--- START ---
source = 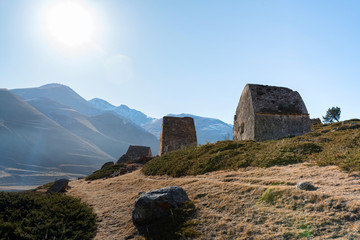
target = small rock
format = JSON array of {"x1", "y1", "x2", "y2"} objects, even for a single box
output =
[
  {"x1": 47, "y1": 179, "x2": 69, "y2": 193},
  {"x1": 296, "y1": 182, "x2": 316, "y2": 191},
  {"x1": 110, "y1": 171, "x2": 120, "y2": 178},
  {"x1": 120, "y1": 167, "x2": 127, "y2": 175},
  {"x1": 338, "y1": 125, "x2": 349, "y2": 131},
  {"x1": 350, "y1": 122, "x2": 359, "y2": 128}
]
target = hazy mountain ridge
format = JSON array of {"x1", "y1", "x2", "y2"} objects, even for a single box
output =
[
  {"x1": 18, "y1": 92, "x2": 159, "y2": 159},
  {"x1": 89, "y1": 98, "x2": 155, "y2": 126},
  {"x1": 4, "y1": 83, "x2": 232, "y2": 189},
  {"x1": 12, "y1": 83, "x2": 101, "y2": 116},
  {"x1": 89, "y1": 98, "x2": 233, "y2": 143},
  {"x1": 0, "y1": 89, "x2": 115, "y2": 189}
]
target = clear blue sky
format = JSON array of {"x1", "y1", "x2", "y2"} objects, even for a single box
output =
[{"x1": 1, "y1": 0, "x2": 360, "y2": 124}]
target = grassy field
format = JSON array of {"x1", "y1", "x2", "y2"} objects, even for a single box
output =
[
  {"x1": 143, "y1": 120, "x2": 360, "y2": 177},
  {"x1": 68, "y1": 163, "x2": 360, "y2": 239}
]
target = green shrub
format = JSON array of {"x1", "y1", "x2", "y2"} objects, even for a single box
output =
[
  {"x1": 258, "y1": 188, "x2": 283, "y2": 204},
  {"x1": 85, "y1": 163, "x2": 124, "y2": 181},
  {"x1": 0, "y1": 191, "x2": 96, "y2": 240}
]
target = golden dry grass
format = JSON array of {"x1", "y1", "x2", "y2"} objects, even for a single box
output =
[{"x1": 67, "y1": 163, "x2": 360, "y2": 239}]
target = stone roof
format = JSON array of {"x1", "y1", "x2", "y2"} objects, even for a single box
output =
[
  {"x1": 126, "y1": 145, "x2": 152, "y2": 159},
  {"x1": 247, "y1": 84, "x2": 308, "y2": 115}
]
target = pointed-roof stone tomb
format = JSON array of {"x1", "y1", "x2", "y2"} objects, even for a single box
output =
[{"x1": 233, "y1": 84, "x2": 310, "y2": 141}]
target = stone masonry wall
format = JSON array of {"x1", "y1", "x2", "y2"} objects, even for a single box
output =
[
  {"x1": 233, "y1": 85, "x2": 255, "y2": 141},
  {"x1": 254, "y1": 113, "x2": 310, "y2": 141},
  {"x1": 159, "y1": 116, "x2": 197, "y2": 156}
]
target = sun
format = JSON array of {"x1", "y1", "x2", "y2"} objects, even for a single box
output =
[{"x1": 45, "y1": 2, "x2": 96, "y2": 47}]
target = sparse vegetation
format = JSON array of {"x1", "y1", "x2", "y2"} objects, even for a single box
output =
[
  {"x1": 36, "y1": 181, "x2": 55, "y2": 190},
  {"x1": 142, "y1": 120, "x2": 360, "y2": 176},
  {"x1": 0, "y1": 191, "x2": 96, "y2": 240},
  {"x1": 258, "y1": 188, "x2": 284, "y2": 204},
  {"x1": 85, "y1": 163, "x2": 124, "y2": 181}
]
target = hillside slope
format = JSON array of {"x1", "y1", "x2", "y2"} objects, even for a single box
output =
[
  {"x1": 0, "y1": 89, "x2": 114, "y2": 189},
  {"x1": 12, "y1": 83, "x2": 101, "y2": 116},
  {"x1": 26, "y1": 97, "x2": 159, "y2": 158},
  {"x1": 89, "y1": 98, "x2": 155, "y2": 126},
  {"x1": 89, "y1": 98, "x2": 233, "y2": 144},
  {"x1": 68, "y1": 164, "x2": 360, "y2": 239},
  {"x1": 143, "y1": 120, "x2": 360, "y2": 176}
]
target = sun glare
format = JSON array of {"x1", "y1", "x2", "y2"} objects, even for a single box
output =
[{"x1": 45, "y1": 2, "x2": 96, "y2": 47}]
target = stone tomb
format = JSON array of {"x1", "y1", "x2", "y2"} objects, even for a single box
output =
[
  {"x1": 233, "y1": 84, "x2": 310, "y2": 141},
  {"x1": 159, "y1": 116, "x2": 197, "y2": 156},
  {"x1": 126, "y1": 145, "x2": 152, "y2": 160},
  {"x1": 117, "y1": 145, "x2": 152, "y2": 163}
]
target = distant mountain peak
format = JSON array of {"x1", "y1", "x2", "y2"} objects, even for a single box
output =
[
  {"x1": 89, "y1": 98, "x2": 155, "y2": 126},
  {"x1": 119, "y1": 104, "x2": 130, "y2": 110},
  {"x1": 39, "y1": 83, "x2": 71, "y2": 89},
  {"x1": 11, "y1": 84, "x2": 101, "y2": 116},
  {"x1": 89, "y1": 98, "x2": 116, "y2": 111}
]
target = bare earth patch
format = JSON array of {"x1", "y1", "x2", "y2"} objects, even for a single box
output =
[{"x1": 67, "y1": 163, "x2": 360, "y2": 239}]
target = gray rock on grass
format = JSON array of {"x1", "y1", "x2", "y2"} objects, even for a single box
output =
[
  {"x1": 296, "y1": 182, "x2": 316, "y2": 191},
  {"x1": 132, "y1": 186, "x2": 190, "y2": 236}
]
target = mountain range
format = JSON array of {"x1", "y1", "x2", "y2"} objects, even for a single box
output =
[
  {"x1": 1, "y1": 83, "x2": 232, "y2": 190},
  {"x1": 88, "y1": 98, "x2": 233, "y2": 143}
]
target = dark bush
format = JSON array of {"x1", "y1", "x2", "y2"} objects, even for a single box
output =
[{"x1": 0, "y1": 191, "x2": 96, "y2": 240}]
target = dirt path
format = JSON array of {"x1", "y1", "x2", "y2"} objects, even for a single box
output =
[{"x1": 67, "y1": 163, "x2": 360, "y2": 239}]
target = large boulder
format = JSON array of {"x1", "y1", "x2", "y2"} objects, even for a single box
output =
[
  {"x1": 47, "y1": 179, "x2": 69, "y2": 193},
  {"x1": 132, "y1": 186, "x2": 190, "y2": 236}
]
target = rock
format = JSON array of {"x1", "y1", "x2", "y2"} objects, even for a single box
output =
[
  {"x1": 47, "y1": 179, "x2": 69, "y2": 193},
  {"x1": 101, "y1": 161, "x2": 114, "y2": 169},
  {"x1": 110, "y1": 171, "x2": 120, "y2": 178},
  {"x1": 120, "y1": 167, "x2": 127, "y2": 175},
  {"x1": 296, "y1": 182, "x2": 316, "y2": 191},
  {"x1": 338, "y1": 125, "x2": 349, "y2": 131},
  {"x1": 132, "y1": 186, "x2": 190, "y2": 236},
  {"x1": 350, "y1": 122, "x2": 359, "y2": 128}
]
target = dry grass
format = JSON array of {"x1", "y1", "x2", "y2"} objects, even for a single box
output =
[{"x1": 67, "y1": 163, "x2": 360, "y2": 239}]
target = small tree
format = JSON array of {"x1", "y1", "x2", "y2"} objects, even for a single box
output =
[{"x1": 323, "y1": 106, "x2": 341, "y2": 123}]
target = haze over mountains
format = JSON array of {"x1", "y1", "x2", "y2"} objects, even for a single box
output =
[
  {"x1": 1, "y1": 83, "x2": 232, "y2": 190},
  {"x1": 89, "y1": 98, "x2": 233, "y2": 143}
]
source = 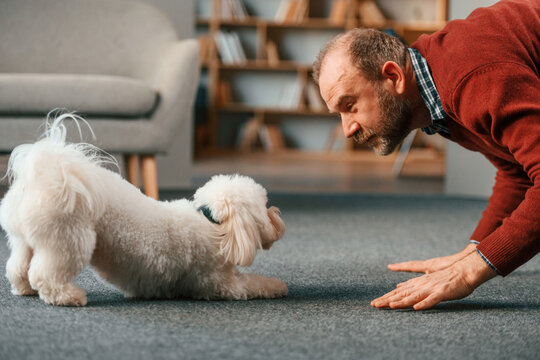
--- END ---
# Exercise
A verbatim copy of the material is needed; pictures are not to appear in it.

# Result for this exercise
source = 
target = small rock
format = JSON array of {"x1", "y1", "x2", "y2"} objects, even for a single box
output =
[
  {"x1": 47, "y1": 179, "x2": 69, "y2": 193},
  {"x1": 296, "y1": 182, "x2": 316, "y2": 191},
  {"x1": 110, "y1": 171, "x2": 120, "y2": 178},
  {"x1": 120, "y1": 167, "x2": 127, "y2": 175},
  {"x1": 338, "y1": 125, "x2": 349, "y2": 131},
  {"x1": 350, "y1": 122, "x2": 359, "y2": 128}
]
target = hazy mountain ridge
format = JSON array of {"x1", "y1", "x2", "y2"} objects, even for a single box
output =
[
  {"x1": 18, "y1": 92, "x2": 159, "y2": 159},
  {"x1": 89, "y1": 98, "x2": 155, "y2": 126},
  {"x1": 4, "y1": 83, "x2": 232, "y2": 189},
  {"x1": 12, "y1": 83, "x2": 101, "y2": 116},
  {"x1": 89, "y1": 98, "x2": 233, "y2": 143},
  {"x1": 0, "y1": 89, "x2": 115, "y2": 189}
]
target = clear blue sky
format = JSON array of {"x1", "y1", "x2", "y2"} objects, even for a single box
output =
[{"x1": 1, "y1": 0, "x2": 360, "y2": 124}]
target = grassy field
format = JSON array of {"x1", "y1", "x2", "y2"} objects, even for a single box
output =
[
  {"x1": 143, "y1": 120, "x2": 360, "y2": 177},
  {"x1": 68, "y1": 163, "x2": 360, "y2": 239}
]
target = green shrub
format = JSON array of {"x1", "y1", "x2", "y2"} objects, even for a single box
output =
[
  {"x1": 258, "y1": 188, "x2": 283, "y2": 204},
  {"x1": 85, "y1": 163, "x2": 124, "y2": 181},
  {"x1": 0, "y1": 191, "x2": 96, "y2": 240}
]
target = golden dry grass
format = JSON array of {"x1", "y1", "x2", "y2"} objects, even for a single box
output =
[{"x1": 67, "y1": 163, "x2": 360, "y2": 239}]
target = stone roof
format = JSON array of {"x1", "y1", "x2", "y2"} objects, even for a single box
output =
[
  {"x1": 126, "y1": 145, "x2": 152, "y2": 159},
  {"x1": 247, "y1": 84, "x2": 308, "y2": 115}
]
target = pointed-roof stone tomb
format = JSON array of {"x1", "y1", "x2", "y2"} objects, even for a single box
output =
[{"x1": 233, "y1": 84, "x2": 310, "y2": 141}]
target = stone masonry wall
format = JSON array of {"x1", "y1", "x2", "y2"} objects, even for a single box
output =
[
  {"x1": 233, "y1": 85, "x2": 255, "y2": 141},
  {"x1": 254, "y1": 113, "x2": 310, "y2": 141},
  {"x1": 159, "y1": 116, "x2": 197, "y2": 156}
]
target = sun
format = JSON array of {"x1", "y1", "x2", "y2"} objects, even for a single box
output =
[{"x1": 45, "y1": 2, "x2": 96, "y2": 47}]
target = sparse vegetation
format = JSON array of {"x1", "y1", "x2", "y2"} objects, even for a single box
output =
[
  {"x1": 36, "y1": 181, "x2": 55, "y2": 190},
  {"x1": 142, "y1": 120, "x2": 360, "y2": 176},
  {"x1": 0, "y1": 191, "x2": 96, "y2": 240},
  {"x1": 258, "y1": 188, "x2": 284, "y2": 204},
  {"x1": 85, "y1": 163, "x2": 124, "y2": 181}
]
target = hillside slope
format = JSON array of {"x1", "y1", "x2", "y2"} objects, even for a single box
output =
[
  {"x1": 0, "y1": 89, "x2": 114, "y2": 189},
  {"x1": 12, "y1": 83, "x2": 101, "y2": 116},
  {"x1": 26, "y1": 97, "x2": 159, "y2": 158},
  {"x1": 89, "y1": 98, "x2": 155, "y2": 126},
  {"x1": 89, "y1": 98, "x2": 233, "y2": 144},
  {"x1": 68, "y1": 164, "x2": 360, "y2": 239},
  {"x1": 143, "y1": 120, "x2": 360, "y2": 176}
]
target = sun glare
format = JSON array of {"x1", "y1", "x2", "y2"} objects, even for a single box
output =
[{"x1": 45, "y1": 2, "x2": 96, "y2": 47}]
target = stone tomb
format = JSON array of {"x1", "y1", "x2", "y2"} objects, even for a single box
output =
[
  {"x1": 233, "y1": 84, "x2": 310, "y2": 141},
  {"x1": 159, "y1": 116, "x2": 197, "y2": 156},
  {"x1": 126, "y1": 145, "x2": 152, "y2": 160},
  {"x1": 117, "y1": 145, "x2": 152, "y2": 163}
]
target = distant mountain peak
format = JSON array of {"x1", "y1", "x2", "y2"} objects, even for a single box
output =
[
  {"x1": 89, "y1": 98, "x2": 155, "y2": 126},
  {"x1": 119, "y1": 104, "x2": 130, "y2": 110},
  {"x1": 39, "y1": 83, "x2": 71, "y2": 89},
  {"x1": 11, "y1": 84, "x2": 101, "y2": 116},
  {"x1": 89, "y1": 98, "x2": 116, "y2": 111}
]
target = bare earth patch
format = JSON array of {"x1", "y1", "x2", "y2"} objects, even for a single box
output =
[{"x1": 67, "y1": 163, "x2": 360, "y2": 239}]
target = gray rock on grass
format = JSON array of {"x1", "y1", "x2", "y2"} objects, even for a single box
output =
[
  {"x1": 296, "y1": 182, "x2": 316, "y2": 191},
  {"x1": 132, "y1": 186, "x2": 190, "y2": 236}
]
target = mountain range
format = JSON array of {"x1", "y1", "x2", "y2"} objects, even for a single box
output =
[
  {"x1": 1, "y1": 83, "x2": 232, "y2": 190},
  {"x1": 88, "y1": 98, "x2": 233, "y2": 143}
]
target = dark bush
format = JSON array of {"x1", "y1", "x2", "y2"} objects, even for a single box
output =
[{"x1": 0, "y1": 191, "x2": 96, "y2": 240}]
target = dirt path
format = JSON array of {"x1", "y1", "x2", "y2"} objects, even for a single box
output =
[{"x1": 67, "y1": 163, "x2": 360, "y2": 239}]
target = large boulder
format = JSON array of {"x1", "y1", "x2", "y2"} objects, even for a single box
output =
[
  {"x1": 47, "y1": 179, "x2": 69, "y2": 193},
  {"x1": 132, "y1": 186, "x2": 190, "y2": 236}
]
target = rock
format = JSON array of {"x1", "y1", "x2", "y2"} objects, even for a single box
output =
[
  {"x1": 47, "y1": 179, "x2": 69, "y2": 193},
  {"x1": 101, "y1": 161, "x2": 114, "y2": 169},
  {"x1": 110, "y1": 171, "x2": 120, "y2": 178},
  {"x1": 120, "y1": 167, "x2": 127, "y2": 175},
  {"x1": 296, "y1": 182, "x2": 316, "y2": 191},
  {"x1": 338, "y1": 125, "x2": 349, "y2": 131},
  {"x1": 132, "y1": 186, "x2": 190, "y2": 236},
  {"x1": 350, "y1": 122, "x2": 359, "y2": 128}
]
target = dry grass
format = JSON array of {"x1", "y1", "x2", "y2"} objects, even for a single box
output =
[{"x1": 67, "y1": 163, "x2": 360, "y2": 239}]
target = small tree
format = JSON array of {"x1", "y1", "x2", "y2"} objects, even for a single box
output =
[{"x1": 323, "y1": 106, "x2": 341, "y2": 123}]
target = haze over mountains
format = JSON array of {"x1", "y1", "x2", "y2"} objects, even for a single box
output =
[
  {"x1": 1, "y1": 83, "x2": 232, "y2": 190},
  {"x1": 89, "y1": 98, "x2": 233, "y2": 143}
]
source = 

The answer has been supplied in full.